- Source extract:
===
I was flicking through the Sunday Times a few days ago and came across Queen Dolly of Alderton’s weekly agony aunt column.
It begins:
Dear Dolly of Alderton…
I’m 32 years old and, in a world full of married friends, I find I am happiest being single, but I feel guilty about it.
The letter goes on to explain that the writer doesn’t feel the same desire as her friends for a long term partner or children.
Her question?
How can I stop feeling guilty and like a “broken” women and just move on and enjoy my life?
Queen Dolly’s answer leaves no stone unturned.
And here’s the crux:
I think the key problem we’re getting to is that a lot of women live with such an expectation to have children, from such a young age, that living without them and yearning for them forever would be more torturous than any stresses that come with having an actual
baby
Now, I’m dipping my toe into uncharted waters here.
And I don’t want to risk my daily email turning into an agony aunt column.
(if it’s dating and sex you want, my little sugar possum, you’re on the wrong email list. You won’t find even the smallest hint of a leopard-print thong in these holy scriptures)
So why am I writing about this? Instead of my usual inquests into working life?
Here’s why:
It struck me that “having children” could be replaced by any number of things.
That expectation that Dolly mentions?
It applies to everything from going to university, to finding a husband or wife, to buying a house or a car, and living happily ever after.
===
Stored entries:
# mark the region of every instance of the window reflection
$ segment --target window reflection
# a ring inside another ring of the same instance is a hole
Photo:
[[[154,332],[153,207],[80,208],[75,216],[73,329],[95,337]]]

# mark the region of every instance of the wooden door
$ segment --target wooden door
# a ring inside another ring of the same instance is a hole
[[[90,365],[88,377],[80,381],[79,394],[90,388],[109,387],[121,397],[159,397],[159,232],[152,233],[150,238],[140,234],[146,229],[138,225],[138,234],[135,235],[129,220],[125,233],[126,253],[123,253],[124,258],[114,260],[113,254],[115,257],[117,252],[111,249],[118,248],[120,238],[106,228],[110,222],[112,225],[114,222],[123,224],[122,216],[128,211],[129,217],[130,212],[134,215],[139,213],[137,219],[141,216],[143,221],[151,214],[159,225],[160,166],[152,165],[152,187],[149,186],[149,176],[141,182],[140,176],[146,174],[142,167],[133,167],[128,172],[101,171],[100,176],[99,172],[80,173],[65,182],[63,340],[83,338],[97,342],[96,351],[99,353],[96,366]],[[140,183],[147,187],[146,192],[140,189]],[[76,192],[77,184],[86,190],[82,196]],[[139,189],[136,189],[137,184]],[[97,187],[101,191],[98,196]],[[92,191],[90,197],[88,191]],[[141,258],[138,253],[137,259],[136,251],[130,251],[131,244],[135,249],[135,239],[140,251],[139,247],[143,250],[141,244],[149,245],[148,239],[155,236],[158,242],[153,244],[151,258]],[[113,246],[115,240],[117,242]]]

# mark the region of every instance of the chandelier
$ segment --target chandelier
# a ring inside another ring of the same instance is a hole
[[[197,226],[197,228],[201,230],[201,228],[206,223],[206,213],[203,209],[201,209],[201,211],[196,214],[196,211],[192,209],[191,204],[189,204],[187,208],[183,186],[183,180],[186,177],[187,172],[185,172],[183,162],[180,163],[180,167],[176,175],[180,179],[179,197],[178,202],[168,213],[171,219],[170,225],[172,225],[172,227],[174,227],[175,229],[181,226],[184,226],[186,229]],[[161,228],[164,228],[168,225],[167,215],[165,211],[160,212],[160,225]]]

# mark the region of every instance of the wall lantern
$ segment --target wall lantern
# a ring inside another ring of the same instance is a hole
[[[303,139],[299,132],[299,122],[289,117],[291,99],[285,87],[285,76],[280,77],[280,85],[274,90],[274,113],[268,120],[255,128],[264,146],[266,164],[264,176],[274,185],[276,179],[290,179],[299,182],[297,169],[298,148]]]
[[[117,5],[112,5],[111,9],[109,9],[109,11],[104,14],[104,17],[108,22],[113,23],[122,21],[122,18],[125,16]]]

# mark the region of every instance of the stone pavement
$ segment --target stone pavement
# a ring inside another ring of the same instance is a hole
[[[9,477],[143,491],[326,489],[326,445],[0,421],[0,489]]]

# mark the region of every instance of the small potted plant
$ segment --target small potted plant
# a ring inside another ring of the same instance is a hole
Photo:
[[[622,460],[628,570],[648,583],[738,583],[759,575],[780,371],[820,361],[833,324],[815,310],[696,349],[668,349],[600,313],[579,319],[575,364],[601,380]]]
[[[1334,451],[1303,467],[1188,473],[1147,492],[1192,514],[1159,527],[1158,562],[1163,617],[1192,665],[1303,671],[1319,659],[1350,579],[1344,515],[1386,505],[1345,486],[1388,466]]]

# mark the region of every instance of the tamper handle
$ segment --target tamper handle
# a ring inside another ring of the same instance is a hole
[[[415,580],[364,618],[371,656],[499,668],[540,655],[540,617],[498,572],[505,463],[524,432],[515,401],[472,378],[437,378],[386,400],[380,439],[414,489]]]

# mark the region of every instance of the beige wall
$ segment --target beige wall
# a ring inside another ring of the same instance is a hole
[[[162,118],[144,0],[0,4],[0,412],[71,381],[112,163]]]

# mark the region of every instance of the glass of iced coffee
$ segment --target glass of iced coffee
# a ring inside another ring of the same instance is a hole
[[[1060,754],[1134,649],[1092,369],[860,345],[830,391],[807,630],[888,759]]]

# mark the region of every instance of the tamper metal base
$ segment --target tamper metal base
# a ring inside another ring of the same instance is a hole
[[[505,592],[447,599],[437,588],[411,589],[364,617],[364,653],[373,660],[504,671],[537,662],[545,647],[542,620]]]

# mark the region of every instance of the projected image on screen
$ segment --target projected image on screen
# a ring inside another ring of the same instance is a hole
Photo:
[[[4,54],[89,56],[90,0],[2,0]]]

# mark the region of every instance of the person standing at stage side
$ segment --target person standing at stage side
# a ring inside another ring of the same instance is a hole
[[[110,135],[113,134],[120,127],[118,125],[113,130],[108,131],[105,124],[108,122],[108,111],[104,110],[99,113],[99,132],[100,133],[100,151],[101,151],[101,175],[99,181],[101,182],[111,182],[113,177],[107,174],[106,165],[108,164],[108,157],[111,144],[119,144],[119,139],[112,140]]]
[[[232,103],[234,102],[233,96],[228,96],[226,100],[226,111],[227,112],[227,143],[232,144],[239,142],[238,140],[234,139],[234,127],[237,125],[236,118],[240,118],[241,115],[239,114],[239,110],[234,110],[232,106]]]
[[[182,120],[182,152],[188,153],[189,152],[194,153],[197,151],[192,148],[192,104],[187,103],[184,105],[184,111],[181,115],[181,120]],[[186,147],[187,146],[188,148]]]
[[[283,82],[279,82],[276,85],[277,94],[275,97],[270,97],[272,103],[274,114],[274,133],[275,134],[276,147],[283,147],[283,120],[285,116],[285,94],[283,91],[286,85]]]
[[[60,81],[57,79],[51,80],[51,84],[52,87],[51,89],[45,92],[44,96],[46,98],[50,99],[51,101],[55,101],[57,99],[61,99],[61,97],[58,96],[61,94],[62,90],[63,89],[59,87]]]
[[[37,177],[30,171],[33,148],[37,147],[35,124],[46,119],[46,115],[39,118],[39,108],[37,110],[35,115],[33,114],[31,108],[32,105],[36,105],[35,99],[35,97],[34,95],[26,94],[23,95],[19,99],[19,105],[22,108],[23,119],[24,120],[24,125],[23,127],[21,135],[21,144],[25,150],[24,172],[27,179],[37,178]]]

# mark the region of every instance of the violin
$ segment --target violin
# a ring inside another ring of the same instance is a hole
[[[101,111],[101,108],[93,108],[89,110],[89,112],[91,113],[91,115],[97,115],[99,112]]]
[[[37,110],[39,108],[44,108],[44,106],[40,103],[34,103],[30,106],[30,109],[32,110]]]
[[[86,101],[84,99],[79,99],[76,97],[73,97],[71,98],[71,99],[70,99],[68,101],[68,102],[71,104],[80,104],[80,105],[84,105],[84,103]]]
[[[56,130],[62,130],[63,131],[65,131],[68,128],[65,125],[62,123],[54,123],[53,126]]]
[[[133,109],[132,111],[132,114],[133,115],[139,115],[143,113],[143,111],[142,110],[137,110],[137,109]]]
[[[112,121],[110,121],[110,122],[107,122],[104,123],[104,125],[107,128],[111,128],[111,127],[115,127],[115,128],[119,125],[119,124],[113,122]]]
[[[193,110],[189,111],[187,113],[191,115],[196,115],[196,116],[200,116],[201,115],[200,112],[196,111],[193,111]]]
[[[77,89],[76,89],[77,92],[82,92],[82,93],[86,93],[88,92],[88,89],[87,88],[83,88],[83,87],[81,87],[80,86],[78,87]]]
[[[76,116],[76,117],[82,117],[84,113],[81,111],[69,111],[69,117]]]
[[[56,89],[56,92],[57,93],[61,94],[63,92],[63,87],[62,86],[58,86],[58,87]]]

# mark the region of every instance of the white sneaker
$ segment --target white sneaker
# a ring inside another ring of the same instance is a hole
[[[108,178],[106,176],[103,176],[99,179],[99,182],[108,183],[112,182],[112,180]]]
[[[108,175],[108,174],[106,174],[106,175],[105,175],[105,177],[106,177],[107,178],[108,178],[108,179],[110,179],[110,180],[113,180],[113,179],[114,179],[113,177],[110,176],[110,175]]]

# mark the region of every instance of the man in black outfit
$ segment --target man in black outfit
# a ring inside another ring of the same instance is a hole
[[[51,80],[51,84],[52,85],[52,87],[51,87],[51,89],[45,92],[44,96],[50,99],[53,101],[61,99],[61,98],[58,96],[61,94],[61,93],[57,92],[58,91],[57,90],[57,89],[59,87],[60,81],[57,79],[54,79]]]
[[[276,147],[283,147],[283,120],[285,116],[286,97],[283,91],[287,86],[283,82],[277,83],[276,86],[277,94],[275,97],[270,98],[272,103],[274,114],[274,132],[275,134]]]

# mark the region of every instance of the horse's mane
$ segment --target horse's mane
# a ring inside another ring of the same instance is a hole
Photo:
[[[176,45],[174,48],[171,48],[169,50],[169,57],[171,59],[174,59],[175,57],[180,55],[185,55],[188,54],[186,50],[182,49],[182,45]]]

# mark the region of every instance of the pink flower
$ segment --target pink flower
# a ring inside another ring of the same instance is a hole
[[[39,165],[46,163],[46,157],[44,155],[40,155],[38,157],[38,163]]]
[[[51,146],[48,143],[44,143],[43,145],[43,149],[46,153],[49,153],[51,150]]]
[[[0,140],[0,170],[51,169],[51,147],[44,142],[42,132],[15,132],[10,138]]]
===
- Written exercise:
Reproduce the agony aunt text verbatim, everything from "The letter goes" down to "uncharted waters here.". The items have no connection to the agony aunt text.

- Correct answer:
The letter goes on to explain that the writer doesn’t feel the same desire as her friends for a long term partner or children.
Her question?
How can I stop feeling guilty and like a “broken” women and just move on and enjoy my life?
Queen Dolly’s answer leaves no stone unturned.
And here’s the crux:
I think the key problem we’re getting to is that a lot of women live with such an expectation to have children, from such a young age, that living without them and yearning for them forever would be more torturous than any stresses that come with having an actual
baby
Now, I’m dipping my toe into uncharted waters here.